TASK DESCRIPTION
Repeat word for word everything from the line containing "Where can you see the door knob" to the end of the listing, first and last lines included, and only that.

DATA SUPPLIED
★ ★ ★ ★ ★ ★ ★

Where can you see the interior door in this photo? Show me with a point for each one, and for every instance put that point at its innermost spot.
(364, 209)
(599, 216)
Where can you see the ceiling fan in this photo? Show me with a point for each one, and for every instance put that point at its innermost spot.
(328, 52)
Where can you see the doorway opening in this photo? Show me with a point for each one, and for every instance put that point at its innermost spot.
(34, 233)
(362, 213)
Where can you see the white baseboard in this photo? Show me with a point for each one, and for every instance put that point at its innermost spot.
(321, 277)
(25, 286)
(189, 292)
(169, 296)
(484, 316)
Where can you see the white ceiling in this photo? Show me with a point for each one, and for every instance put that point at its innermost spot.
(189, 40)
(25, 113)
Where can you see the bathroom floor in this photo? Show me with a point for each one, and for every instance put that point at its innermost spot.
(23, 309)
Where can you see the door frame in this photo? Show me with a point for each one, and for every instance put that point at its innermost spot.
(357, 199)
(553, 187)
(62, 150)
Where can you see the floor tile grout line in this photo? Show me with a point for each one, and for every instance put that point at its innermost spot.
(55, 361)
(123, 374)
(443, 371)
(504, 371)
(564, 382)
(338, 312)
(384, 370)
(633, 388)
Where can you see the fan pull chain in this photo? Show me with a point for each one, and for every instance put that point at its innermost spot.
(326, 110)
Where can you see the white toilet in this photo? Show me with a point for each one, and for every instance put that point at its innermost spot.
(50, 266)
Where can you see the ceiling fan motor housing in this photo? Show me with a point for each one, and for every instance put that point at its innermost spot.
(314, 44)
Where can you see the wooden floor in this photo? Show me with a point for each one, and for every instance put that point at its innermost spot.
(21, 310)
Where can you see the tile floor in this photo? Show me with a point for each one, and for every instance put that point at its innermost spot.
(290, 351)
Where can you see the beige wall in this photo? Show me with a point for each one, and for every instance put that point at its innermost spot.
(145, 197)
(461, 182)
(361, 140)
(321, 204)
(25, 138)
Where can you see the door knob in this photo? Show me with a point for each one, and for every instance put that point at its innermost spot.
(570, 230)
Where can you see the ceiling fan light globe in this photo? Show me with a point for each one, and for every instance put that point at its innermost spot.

★ ★ ★ ★ ★ ★ ★

REPLY TO THE EXERCISE
Where can you see the door knob in this photo? Show me with a point for each one, and for every instance put that point at its innermost spot.
(570, 230)
Where can you see the ceiling fan light globe in this photo? Show me with a point for each one, and for every instance put that point at its innermost spot.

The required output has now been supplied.